Exercise materials
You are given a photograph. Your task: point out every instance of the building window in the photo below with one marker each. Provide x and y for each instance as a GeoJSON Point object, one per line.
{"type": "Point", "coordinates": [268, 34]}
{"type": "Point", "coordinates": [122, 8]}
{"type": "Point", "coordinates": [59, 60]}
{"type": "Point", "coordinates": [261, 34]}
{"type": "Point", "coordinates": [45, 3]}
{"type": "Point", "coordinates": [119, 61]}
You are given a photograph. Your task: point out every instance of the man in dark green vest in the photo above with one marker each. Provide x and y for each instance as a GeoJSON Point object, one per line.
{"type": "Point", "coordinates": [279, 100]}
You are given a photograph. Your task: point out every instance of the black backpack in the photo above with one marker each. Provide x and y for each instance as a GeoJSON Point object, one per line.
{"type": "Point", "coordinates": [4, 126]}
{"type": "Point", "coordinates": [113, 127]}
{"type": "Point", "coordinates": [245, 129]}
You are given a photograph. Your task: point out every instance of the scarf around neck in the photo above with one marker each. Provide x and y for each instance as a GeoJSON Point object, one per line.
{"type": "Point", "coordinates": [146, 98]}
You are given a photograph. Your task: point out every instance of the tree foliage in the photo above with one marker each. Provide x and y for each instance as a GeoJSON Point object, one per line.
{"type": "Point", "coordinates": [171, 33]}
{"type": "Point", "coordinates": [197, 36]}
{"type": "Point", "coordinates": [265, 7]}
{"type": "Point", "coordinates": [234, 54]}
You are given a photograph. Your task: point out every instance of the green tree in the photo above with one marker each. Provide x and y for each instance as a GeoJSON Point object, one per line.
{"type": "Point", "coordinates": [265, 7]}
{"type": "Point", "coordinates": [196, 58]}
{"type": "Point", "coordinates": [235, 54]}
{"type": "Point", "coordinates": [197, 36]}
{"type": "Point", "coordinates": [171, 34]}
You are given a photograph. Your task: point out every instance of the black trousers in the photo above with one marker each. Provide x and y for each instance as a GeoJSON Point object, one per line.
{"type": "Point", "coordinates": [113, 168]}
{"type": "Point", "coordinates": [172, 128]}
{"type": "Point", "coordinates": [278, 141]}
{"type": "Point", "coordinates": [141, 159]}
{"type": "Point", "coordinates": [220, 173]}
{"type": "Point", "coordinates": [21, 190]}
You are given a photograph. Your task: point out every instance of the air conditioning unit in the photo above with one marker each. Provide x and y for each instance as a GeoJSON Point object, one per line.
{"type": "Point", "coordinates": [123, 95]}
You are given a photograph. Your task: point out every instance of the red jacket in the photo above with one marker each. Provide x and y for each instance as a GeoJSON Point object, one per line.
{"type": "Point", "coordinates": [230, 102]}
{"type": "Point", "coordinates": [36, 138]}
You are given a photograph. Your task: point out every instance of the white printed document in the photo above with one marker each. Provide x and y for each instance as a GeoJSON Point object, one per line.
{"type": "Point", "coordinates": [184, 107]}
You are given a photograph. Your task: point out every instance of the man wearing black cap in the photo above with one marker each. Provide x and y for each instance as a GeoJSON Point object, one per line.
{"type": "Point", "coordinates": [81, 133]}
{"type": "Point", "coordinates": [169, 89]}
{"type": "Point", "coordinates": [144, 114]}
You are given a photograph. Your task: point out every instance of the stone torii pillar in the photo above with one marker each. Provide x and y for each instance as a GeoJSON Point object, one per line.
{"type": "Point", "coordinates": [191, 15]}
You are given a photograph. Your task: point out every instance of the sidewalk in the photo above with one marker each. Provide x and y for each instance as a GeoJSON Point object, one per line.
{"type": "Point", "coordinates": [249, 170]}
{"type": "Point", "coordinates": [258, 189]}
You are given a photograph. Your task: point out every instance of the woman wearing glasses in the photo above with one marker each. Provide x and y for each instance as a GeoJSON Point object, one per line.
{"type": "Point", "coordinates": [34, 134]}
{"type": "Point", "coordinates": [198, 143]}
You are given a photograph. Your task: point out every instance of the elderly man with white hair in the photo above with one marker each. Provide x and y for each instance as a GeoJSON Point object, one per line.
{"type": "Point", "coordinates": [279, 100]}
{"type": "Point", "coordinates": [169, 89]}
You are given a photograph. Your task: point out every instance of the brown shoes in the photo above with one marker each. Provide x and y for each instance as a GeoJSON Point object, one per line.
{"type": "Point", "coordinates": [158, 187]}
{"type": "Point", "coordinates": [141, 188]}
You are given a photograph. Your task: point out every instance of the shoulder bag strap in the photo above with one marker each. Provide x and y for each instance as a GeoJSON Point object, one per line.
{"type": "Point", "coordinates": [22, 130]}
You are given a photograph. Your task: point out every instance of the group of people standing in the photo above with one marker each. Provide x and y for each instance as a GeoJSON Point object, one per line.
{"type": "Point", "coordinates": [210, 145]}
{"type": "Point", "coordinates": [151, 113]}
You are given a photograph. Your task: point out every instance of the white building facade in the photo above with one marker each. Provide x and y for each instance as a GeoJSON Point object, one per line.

Your instructions
Repeat the data precisely, reproducing every entry.

Written reply
You are given a photograph. Your task: point out every instance of the building window in the photo below with one marker each. Provide x and y for each instance as a GeoJSON Point object, one per line.
{"type": "Point", "coordinates": [268, 34]}
{"type": "Point", "coordinates": [122, 8]}
{"type": "Point", "coordinates": [59, 60]}
{"type": "Point", "coordinates": [261, 34]}
{"type": "Point", "coordinates": [45, 3]}
{"type": "Point", "coordinates": [119, 61]}
You are given a photograph. Your task: point out every instance of the man in dark green vest in the photo above with one marker each. Provide x and y for each instance as a GeoJSON Point object, one per line.
{"type": "Point", "coordinates": [279, 100]}
You are given a photograph. Your task: point out every instance of the black backpack in the photo above with one marker each. Provide x and y for each instance as a GeoJSON Point object, one per line.
{"type": "Point", "coordinates": [4, 126]}
{"type": "Point", "coordinates": [113, 127]}
{"type": "Point", "coordinates": [245, 129]}
You are given a photograph. Your task: point out every instance of the scarf around neck in the photo above with one marker each. Provide x and y for each instance as a GeoJSON Point object, one per line.
{"type": "Point", "coordinates": [146, 98]}
You are given a photograph. Your task: point out every instance of the tree foliage in the photo above with one marker each. Provide x and y for each instance as a GeoJSON Point object, one per line.
{"type": "Point", "coordinates": [171, 33]}
{"type": "Point", "coordinates": [197, 36]}
{"type": "Point", "coordinates": [265, 7]}
{"type": "Point", "coordinates": [234, 54]}
You are given a photograph. Your task: point out every instance of the green tree in the photo above with one marker each. Provide x and y for each instance as a GeoJSON Point object, one per line.
{"type": "Point", "coordinates": [265, 7]}
{"type": "Point", "coordinates": [196, 58]}
{"type": "Point", "coordinates": [235, 54]}
{"type": "Point", "coordinates": [197, 36]}
{"type": "Point", "coordinates": [171, 34]}
You are given a photograph. Your task: point out every instance of the black trousers in the photo above with one marker each. Provide x and y for each instance as a GeoJSON Point object, one per line.
{"type": "Point", "coordinates": [113, 168]}
{"type": "Point", "coordinates": [172, 128]}
{"type": "Point", "coordinates": [278, 141]}
{"type": "Point", "coordinates": [141, 159]}
{"type": "Point", "coordinates": [220, 173]}
{"type": "Point", "coordinates": [21, 190]}
You are given a photograph. Your task: point out every instance of the air conditioning unit in the photo above with one marker each. Provide x and y for each instance as a GeoJSON Point object, one per line.
{"type": "Point", "coordinates": [123, 95]}
You are given a photograph. Your task: point out every instance of the red jacket in the photo above with one marker each. Provide x and y for each instance as a GeoJSON Point object, one per line.
{"type": "Point", "coordinates": [230, 102]}
{"type": "Point", "coordinates": [36, 138]}
You are given a photograph. Your task: point out every instance of the white printed document in the photo above with one marker each. Provide x and y for each instance as a GeoJSON Point object, one per line.
{"type": "Point", "coordinates": [184, 107]}
You are given a photograph. Your task: point out every instance of the man wearing black cap in the photo above with one marker each. Provide x and y for each instance as a GeoJSON Point object, one per line.
{"type": "Point", "coordinates": [81, 133]}
{"type": "Point", "coordinates": [169, 89]}
{"type": "Point", "coordinates": [144, 114]}
You are given a photograph. Your task: point out every instance of the stone torii pillar in the photo above with one marker each. Provide x and y for each instance as a GeoJSON Point object, one per line.
{"type": "Point", "coordinates": [191, 15]}
You are given a photograph. Your task: point out every instance of the sidewalk in the photo above with one marker each. Provide x and y for each instance as a GeoJSON Point object, one per line.
{"type": "Point", "coordinates": [249, 170]}
{"type": "Point", "coordinates": [258, 189]}
You are given a photograph. Your task: point out every instance of the woman wearing glasses in the photo above with one marker each. Provide x and y for each instance as a GeoJSON Point object, one per line.
{"type": "Point", "coordinates": [34, 134]}
{"type": "Point", "coordinates": [198, 143]}
You are given a photograph. Your task: point out every instance of the elderly man with white hair in the photo above with one marker each. Provide x and y for each instance as a GeoJSON Point object, one per line.
{"type": "Point", "coordinates": [279, 100]}
{"type": "Point", "coordinates": [169, 89]}
You are given a photograph. Your task: point out every instance of the brown shoes in the photo above with one marker each. Provide x and y for each instance as a GeoJSON Point object, one per line.
{"type": "Point", "coordinates": [158, 187]}
{"type": "Point", "coordinates": [141, 188]}
You are given a photograph. Your task: point out every instance of the shoulder bag strap in the photo above with one marker each. Provide x and y for each instance as a GeoJSON Point object, one per line.
{"type": "Point", "coordinates": [22, 130]}
You are given a photograph. Your task: point out every instance of the group of people standing in the photo above with one marker each. Provide x and y for each instance as a GeoJSON Point object, one per line.
{"type": "Point", "coordinates": [210, 145]}
{"type": "Point", "coordinates": [151, 113]}
You are given a photograph. Your task: point out every instance of the white building facade in the photo above with one marker each. Provide x and y for each instance as a GeoJSON Point object, one per line.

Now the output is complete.